→ Tarefa pedida: Indique, por favor, se cada afirmação concorda com o texto sobre a teoria interpessoal de Sullivan, respondendo sim ou não e citando as palavras do texto que o decidem: (a) as experiências good-me são acompanhadas por um senso de segurança e de relaxamento; (b) as experiências que requerem necessidades de satisfação exigem autoreflexão; (c) segurança significa, em última análise, presença de controle.

Com a primeira experiência de ansiedade, a necessidade de segurança torna-se a preocupação predominante das capacidades em desenvolvimento do bebé e continua a ser assim durante toda a sua vida. Para controlar a ansiedade da mãe e, portanto, a sua própria ansiedade, a criança começa a desenvolver um conjunto complexo de processos que exigem a configuração constritiva das suas experiências e o bloqueio do acesso à consciência de certas dimensões nocivas destas experiências. O amadurecimento das capacidades cognitivas permite à criança começar a antecipar e a ligar o seu comportamento ao estado afectivo da mãe e, com base na primeira organização da experiência fundada na distinção entre má mãe e boa mãe, a criança aprende a organizar a sua experiência em função da área do comportamento que conta com a aprovação da mãe e da área do comportamento que torna a mãe mais ansiosa. Sullivan usa a expressão good-me para designar a área da experiência que evoca mais ternura e menos ansiedade na mãe, tornando a criança também menos ansiosa, e a expressão bad-me, para referir a área da experiência que provoca mais ansiedade na mãe, tornando a criança também mais ansiosa. Not-me é a expressão usada para designar as áreas da personalidade que evocam intensa ansiedade na mãe e, através da ligação empática, criam intensa ansiedade no bebé. As experiências good-me são acompanhadas por um senso de segurança e de relaxamento, as experiências bad-me evocam ansiedade crescente e as experiências not-me envolvem intensa ansiedade. O sistema do self utiliza esta organização rudimentar da experiência para controlar a ansiedade, tentando limitar a consciência ao conteúdo da experiência good-me, e, à medida que a criança amadurece, começa a utilizar um jogo complexo de processos, as chamadas operações de segurança, entre as quais se destacam a evocação de outros fictícios e as interacções paratáxicas, cujo funcionamento consiste em distrair a atenção do ponto de ansiedade, levando-a para outro conteúdo mental mais fora de perigo e mais seguro, de modo a dar um senso ilusório de poder.
Na teoria interpessoal de Sullivan, a vida é vivida na dialéctica entre a necessidade de satisfação e a necessidade de segurança. As experiências que requerem necessidades de satisfação são essencialmente "sem self" e, por isso, não exigem nenhuma autoreflexão, auto-engrandecimento ou auto-organização específica. A vida fundada na satisfação de necessidades flui tout court. Porém, a ansiedade interrompe constantemente este fluxo da vida e, devido ao nosso terror fóbico da ansiedade, um legado da primeira infância, a ansiedade desperta a necessidade de segurança. A busca de segurança é levada a cabo e mediada pelas operações do self, o qual dirige a atenção para longe da ansiedade que emerge no fluxo da vida ao criar um senso ilusório de poder e de controle sobre a vida. Todas as operações de segurança começam com o senso do self e o poder do self transmite um senso de falso domínio: as mais diversas formas de operações do self reflectem a qualidade narcisista e fantástica que possibilita ao self reduzir a ansiedade. Cada um de nós é possuído por um self que se estima e se aprecia e que se abriga do questionamento e da crítica e se expande por aprovação, sem levar em conta os nossos desempenhos objectivamente observáveis. O objectivo central da busca de segurança é apoiar e proteger este "self apreciado". Segurança significa, em última análise, ausência de ansiedade.

→ Registos de colocação de pontos:
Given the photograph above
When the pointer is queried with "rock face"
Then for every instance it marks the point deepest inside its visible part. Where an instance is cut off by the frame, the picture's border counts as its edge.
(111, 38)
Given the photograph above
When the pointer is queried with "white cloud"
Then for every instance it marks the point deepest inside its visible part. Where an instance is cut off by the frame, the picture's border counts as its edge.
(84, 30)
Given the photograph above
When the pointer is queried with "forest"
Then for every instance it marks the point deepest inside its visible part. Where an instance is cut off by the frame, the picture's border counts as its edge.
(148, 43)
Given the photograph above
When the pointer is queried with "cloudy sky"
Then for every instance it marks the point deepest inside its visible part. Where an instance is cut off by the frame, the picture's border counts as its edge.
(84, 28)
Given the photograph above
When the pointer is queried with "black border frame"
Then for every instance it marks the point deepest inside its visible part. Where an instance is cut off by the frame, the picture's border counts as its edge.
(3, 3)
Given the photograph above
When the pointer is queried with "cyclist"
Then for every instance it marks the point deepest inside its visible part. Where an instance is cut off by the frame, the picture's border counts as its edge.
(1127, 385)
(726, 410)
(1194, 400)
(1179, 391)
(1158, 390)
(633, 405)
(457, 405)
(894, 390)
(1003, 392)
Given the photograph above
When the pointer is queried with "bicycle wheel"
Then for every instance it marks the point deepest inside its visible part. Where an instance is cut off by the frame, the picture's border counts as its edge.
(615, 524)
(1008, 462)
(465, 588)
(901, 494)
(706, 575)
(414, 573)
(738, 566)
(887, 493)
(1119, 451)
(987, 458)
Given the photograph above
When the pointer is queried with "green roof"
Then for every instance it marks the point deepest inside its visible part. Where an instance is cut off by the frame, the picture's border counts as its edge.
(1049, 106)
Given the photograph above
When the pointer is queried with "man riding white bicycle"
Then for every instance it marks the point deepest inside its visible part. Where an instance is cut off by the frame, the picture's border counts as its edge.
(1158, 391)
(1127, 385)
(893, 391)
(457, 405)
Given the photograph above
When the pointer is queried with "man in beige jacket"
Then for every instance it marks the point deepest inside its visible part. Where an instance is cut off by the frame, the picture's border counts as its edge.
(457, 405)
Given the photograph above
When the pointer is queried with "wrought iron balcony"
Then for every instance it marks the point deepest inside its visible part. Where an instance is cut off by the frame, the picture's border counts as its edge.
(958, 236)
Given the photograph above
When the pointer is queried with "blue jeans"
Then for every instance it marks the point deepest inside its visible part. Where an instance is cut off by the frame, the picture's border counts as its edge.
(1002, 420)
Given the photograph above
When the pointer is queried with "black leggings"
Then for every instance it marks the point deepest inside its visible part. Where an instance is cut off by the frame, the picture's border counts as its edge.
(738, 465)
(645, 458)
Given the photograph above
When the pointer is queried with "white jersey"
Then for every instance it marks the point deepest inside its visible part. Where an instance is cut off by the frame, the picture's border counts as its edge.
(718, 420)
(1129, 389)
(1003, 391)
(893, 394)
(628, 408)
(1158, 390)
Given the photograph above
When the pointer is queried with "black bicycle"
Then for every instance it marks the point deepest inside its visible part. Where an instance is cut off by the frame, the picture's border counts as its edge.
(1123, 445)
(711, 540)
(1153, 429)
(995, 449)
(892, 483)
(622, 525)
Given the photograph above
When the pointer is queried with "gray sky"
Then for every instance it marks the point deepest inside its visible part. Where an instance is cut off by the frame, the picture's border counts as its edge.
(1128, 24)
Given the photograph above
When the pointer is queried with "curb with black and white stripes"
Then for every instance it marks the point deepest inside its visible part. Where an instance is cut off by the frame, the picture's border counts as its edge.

→ Tarefa concluída:
(a) Sim: «As experiências good-me são acompanhadas por um senso de segurança e de relaxamento».
(b) Não: «não exigem nenhuma autoreflexão, auto-engrandecimento ou auto-organização específica».
(c) Não: «Segurança significa, em última análise, ausência de ansiedade».